> **Aim of the exercise**:
Rewrite the rows below, starting at the first one and ending at the line that contains "[[233, 61, 262, 122]]", both included, requests and all, and shift every bounding-box coordinate in the answers up by 47. Leave the pictures out.

> **Records for the exercise**:

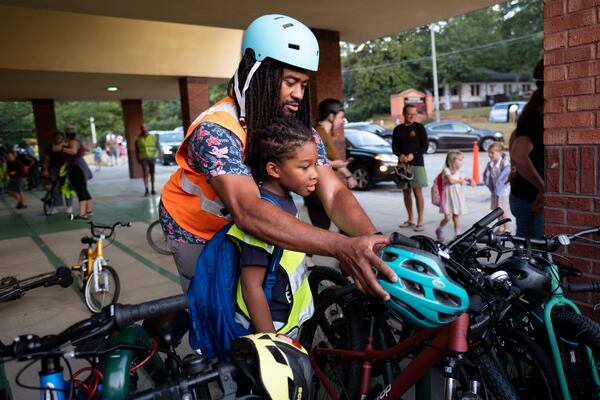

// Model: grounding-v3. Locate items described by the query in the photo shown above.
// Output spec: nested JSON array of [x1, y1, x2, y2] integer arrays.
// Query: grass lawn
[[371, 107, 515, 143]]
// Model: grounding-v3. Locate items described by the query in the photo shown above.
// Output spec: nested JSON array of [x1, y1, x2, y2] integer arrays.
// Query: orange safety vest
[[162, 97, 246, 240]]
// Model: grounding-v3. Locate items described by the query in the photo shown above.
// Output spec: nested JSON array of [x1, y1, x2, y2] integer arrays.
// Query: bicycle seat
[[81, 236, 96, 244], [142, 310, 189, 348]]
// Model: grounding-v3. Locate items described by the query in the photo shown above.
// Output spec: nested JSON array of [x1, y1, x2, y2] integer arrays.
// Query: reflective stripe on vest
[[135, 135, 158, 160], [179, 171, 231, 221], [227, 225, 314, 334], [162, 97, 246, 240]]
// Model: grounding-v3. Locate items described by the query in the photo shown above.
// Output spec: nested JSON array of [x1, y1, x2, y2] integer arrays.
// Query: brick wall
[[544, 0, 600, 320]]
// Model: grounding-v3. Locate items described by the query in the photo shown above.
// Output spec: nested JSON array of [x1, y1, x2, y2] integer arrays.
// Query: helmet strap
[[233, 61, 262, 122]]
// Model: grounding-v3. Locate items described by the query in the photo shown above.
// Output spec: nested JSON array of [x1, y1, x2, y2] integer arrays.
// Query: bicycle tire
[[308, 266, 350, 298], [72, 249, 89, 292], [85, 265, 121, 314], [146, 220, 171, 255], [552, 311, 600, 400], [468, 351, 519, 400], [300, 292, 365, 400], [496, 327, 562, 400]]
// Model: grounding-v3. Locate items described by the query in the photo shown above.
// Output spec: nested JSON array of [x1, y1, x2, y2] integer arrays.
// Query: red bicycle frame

> **The result**:
// Model: grounding-v3. Locate items described by the query in the photo shown above.
// Output spec: nested JSON array of [x1, y1, x2, y2] integer arrays.
// Query: grass lawn
[[418, 154, 562, 190]]
// Model: grounding-v3. Locate items described by the query in the photo shown above.
// Output spec: nested JSON array of [x1, y1, x2, y2] integer arrays.
// Query: orange safety vest
[[209, 144, 293, 287]]
// Model: grounding-v3. Locate items described by the query in the photo shown above.
// Output spec: nested JSON array of [x1, y1, x2, y2] integer arrays.
// Query: bicycle seat
[[128, 283, 143, 291], [189, 357, 236, 395]]
// Model: grounding-v3. Locate items described by the query in the photo shown above.
// Output spec: nested JSON array of [x1, y1, x2, y2] integer arrays.
// Query: reflective stripe on vest
[[182, 182, 205, 207], [226, 218, 278, 268], [274, 272, 361, 381], [209, 144, 293, 287]]
// Model: grounding-v3. Locate items described by the query in the photo shown above.
// Output spec: nested JSON array of [x1, y1, x2, y2] integer arrays.
// Query: brick wall
[[591, 47, 647, 367]]
// Model: grounding-v3. Locate items described by the query in the photo shown above.
// Output spec: nested JSON array of [x1, y1, x2, y2] integer arrays.
// Query: helmet strap
[[280, 108, 309, 169]]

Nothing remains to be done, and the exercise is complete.